*Exercise goal*
Please retype the stretch of the entries from the line containing "Could you please spot the canal" through the end of the entries, keeping every line identical.

*Stored records*

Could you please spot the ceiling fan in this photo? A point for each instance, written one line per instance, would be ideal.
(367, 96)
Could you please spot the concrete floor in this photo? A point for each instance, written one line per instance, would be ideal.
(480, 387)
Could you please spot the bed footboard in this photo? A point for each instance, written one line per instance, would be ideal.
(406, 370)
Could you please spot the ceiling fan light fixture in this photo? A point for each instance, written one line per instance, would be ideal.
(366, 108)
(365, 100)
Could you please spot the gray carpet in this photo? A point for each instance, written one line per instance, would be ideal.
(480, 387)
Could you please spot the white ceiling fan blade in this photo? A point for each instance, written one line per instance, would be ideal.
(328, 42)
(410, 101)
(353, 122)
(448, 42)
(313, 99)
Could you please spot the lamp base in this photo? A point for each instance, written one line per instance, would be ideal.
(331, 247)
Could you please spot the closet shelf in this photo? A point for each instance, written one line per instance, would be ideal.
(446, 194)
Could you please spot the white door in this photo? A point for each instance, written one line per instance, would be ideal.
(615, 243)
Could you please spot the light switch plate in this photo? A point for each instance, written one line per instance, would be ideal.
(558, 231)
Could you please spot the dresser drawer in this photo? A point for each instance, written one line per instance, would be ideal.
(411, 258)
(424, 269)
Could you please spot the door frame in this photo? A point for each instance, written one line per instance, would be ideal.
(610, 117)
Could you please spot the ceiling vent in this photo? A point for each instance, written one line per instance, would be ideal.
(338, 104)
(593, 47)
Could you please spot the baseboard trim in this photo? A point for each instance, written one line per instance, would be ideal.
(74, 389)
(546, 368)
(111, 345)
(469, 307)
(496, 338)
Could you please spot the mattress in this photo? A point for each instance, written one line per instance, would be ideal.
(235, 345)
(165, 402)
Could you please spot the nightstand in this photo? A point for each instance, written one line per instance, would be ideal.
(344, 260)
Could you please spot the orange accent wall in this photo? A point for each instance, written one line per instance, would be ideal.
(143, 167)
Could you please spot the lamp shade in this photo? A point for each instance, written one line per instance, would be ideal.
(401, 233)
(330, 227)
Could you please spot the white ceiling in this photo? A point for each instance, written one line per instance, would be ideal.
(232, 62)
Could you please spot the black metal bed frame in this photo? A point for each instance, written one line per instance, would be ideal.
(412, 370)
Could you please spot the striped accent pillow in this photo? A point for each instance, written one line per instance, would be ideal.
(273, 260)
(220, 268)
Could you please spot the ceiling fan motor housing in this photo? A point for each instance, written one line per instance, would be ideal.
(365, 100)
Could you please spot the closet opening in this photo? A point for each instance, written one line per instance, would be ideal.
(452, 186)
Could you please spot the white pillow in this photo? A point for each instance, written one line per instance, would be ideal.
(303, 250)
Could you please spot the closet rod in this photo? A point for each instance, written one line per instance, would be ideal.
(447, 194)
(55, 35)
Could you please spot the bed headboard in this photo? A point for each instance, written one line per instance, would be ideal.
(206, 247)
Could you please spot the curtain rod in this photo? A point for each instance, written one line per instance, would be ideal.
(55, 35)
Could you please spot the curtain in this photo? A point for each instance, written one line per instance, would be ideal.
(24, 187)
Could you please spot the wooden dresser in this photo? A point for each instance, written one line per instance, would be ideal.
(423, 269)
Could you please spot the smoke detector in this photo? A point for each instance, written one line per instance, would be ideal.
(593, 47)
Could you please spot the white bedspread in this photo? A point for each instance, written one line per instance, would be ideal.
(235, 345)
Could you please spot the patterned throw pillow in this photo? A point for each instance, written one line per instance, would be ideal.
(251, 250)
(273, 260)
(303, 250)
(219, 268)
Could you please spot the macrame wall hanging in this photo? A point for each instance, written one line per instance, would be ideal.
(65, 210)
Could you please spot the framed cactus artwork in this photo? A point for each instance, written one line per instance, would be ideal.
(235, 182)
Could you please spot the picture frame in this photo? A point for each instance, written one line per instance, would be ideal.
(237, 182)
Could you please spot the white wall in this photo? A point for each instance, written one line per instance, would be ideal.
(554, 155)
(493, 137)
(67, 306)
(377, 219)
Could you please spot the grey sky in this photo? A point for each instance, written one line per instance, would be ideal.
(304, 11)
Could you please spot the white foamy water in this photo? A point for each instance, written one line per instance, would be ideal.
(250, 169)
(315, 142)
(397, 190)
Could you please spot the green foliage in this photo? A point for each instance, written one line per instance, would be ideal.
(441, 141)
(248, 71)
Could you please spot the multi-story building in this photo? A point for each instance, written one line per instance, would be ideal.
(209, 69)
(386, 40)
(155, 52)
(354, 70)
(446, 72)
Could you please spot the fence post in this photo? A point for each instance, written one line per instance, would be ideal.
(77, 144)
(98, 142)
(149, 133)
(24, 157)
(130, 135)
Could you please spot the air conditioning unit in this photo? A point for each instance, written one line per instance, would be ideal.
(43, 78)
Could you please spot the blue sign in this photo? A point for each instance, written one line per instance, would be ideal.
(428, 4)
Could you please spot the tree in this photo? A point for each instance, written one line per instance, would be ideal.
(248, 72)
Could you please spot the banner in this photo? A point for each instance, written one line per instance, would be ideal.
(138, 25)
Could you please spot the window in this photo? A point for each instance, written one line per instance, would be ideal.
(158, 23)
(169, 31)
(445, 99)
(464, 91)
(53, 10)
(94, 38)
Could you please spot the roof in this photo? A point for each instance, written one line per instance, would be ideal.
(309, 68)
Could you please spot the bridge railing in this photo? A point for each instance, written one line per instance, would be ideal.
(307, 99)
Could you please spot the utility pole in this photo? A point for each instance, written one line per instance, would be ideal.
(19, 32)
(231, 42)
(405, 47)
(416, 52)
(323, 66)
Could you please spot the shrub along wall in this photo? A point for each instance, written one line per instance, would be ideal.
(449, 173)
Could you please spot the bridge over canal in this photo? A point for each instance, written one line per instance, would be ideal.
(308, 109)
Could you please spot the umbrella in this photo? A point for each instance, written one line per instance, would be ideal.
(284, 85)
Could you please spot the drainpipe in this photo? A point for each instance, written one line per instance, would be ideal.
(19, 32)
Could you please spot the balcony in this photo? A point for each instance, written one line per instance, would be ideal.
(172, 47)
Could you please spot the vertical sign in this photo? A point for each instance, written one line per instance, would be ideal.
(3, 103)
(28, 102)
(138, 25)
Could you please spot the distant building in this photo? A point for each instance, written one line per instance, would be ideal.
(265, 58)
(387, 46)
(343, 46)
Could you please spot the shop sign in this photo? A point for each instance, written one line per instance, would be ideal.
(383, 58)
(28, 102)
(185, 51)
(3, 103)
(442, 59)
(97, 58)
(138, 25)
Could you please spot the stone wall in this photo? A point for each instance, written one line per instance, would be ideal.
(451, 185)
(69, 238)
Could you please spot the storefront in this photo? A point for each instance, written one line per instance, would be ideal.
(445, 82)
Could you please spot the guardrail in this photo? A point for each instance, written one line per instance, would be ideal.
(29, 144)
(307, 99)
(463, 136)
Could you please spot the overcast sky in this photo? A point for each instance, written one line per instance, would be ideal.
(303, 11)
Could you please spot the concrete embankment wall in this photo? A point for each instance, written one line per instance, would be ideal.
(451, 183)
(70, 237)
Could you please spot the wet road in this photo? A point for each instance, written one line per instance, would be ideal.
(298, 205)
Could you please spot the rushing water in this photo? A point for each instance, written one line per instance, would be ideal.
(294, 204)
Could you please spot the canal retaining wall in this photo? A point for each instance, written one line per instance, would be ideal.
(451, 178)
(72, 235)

*Task answer*
Could you please spot the canal retaining wall in this photo? A point for each instance, written one line per instance, would be ideal.
(451, 178)
(72, 235)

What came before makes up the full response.